■ **TEKS YANG DIBERIKAN**:
-----
KETUA Komnas Perempuan Maria Ulfah Anshor mengungkapkan adanya pola kekerasan dan pelanggaran hak perempuan yang konsisten dalam pelaksanaan sejumlah proyek strategis nasional (PSN).
Hal itu disampaikan dalam sidang uji materi Undang-Undang Nomor 6 Tahun 2023 tentang Penetapan Perppu Nomor 2 Tahun 2022 tentang Cipta Kerja di Gedung Mahkamah Konstitusi (MK), Jakarta, Selasa (7/10).
Maria mencatat sepanjang periode 2020-2024, Komnas Perempuan menerima 88 pengaduan terkait konflik sumber daya alam, agraria, dan penggusuran yang berdampak langsung pada perempuan. Dari jumlah tersebut, 11 kasus teridentifikasi berkaitan langsung dengan proyek PSN.
-----
Data yang diambil dari sebuah koleksi:
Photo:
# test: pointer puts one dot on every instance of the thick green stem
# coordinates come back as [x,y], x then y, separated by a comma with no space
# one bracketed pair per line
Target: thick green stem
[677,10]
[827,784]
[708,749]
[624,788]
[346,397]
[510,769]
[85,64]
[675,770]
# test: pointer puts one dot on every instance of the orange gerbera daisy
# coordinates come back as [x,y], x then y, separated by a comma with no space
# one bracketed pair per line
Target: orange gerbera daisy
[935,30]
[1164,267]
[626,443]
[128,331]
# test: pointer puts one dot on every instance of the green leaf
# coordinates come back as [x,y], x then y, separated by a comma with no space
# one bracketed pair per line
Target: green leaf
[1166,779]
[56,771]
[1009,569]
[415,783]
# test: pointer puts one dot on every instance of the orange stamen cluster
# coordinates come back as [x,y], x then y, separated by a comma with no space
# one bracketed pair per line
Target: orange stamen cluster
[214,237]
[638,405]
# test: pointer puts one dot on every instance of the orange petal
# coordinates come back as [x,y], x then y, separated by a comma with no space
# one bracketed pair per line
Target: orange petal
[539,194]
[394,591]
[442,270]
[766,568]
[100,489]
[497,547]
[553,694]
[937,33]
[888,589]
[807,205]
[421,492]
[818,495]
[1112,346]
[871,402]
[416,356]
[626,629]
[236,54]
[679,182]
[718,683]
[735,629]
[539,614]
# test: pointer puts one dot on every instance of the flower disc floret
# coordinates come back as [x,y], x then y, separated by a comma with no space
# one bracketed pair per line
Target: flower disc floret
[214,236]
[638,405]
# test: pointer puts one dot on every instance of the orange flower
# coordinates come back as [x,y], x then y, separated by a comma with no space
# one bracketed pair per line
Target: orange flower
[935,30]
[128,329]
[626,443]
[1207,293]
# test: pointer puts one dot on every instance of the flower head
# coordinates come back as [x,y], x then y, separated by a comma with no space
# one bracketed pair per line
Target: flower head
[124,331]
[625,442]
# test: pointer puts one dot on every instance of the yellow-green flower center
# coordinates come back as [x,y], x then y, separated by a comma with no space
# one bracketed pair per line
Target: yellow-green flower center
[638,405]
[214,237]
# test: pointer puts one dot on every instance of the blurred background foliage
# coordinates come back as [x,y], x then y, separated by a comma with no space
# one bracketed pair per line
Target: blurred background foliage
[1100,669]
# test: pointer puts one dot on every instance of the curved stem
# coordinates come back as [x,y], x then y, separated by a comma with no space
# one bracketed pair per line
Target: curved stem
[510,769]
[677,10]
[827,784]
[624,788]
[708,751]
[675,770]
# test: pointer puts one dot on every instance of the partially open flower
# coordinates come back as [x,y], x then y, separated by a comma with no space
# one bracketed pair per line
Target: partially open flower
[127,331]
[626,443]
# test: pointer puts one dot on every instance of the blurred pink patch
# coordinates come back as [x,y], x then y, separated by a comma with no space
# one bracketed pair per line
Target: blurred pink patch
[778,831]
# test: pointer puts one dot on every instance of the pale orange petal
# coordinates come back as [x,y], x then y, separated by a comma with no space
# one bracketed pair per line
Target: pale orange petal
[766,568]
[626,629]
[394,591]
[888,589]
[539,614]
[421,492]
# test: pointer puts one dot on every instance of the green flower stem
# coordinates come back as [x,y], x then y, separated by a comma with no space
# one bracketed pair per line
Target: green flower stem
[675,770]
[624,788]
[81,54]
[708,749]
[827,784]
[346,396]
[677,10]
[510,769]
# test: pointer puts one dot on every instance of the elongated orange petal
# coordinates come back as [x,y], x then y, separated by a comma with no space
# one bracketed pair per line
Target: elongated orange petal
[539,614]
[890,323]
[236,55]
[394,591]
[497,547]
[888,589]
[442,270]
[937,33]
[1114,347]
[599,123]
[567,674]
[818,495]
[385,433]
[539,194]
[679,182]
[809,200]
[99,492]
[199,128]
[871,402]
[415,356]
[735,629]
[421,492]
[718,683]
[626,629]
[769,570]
-----
■ **YANG HARUS DIKERJAKAN**:
Ulangi seluruh teks yang diberikan, kata demi kata tanpa ada yang diubah. Data di atas tidak dipakai sama sekali di sini.

■ **HASIL LATIHAN**:
KETUA Komnas Perempuan Maria Ulfah Anshor mengungkapkan adanya pola kekerasan dan pelanggaran hak perempuan yang konsisten dalam pelaksanaan sejumlah proyek strategis nasional (PSN).
Hal itu disampaikan dalam sidang uji materi Undang-Undang Nomor 6 Tahun 2023 tentang Penetapan Perppu Nomor 2 Tahun 2022 tentang Cipta Kerja di Gedung Mahkamah Konstitusi (MK), Jakarta, Selasa (7/10).
Maria mencatat sepanjang periode 2020-2024, Komnas Perempuan menerima 88 pengaduan terkait konflik sumber daya alam, agraria, dan penggusuran yang berdampak langsung pada perempuan. Dari jumlah tersebut, 11 kasus teridentifikasi berkaitan langsung dengan proyek PSN.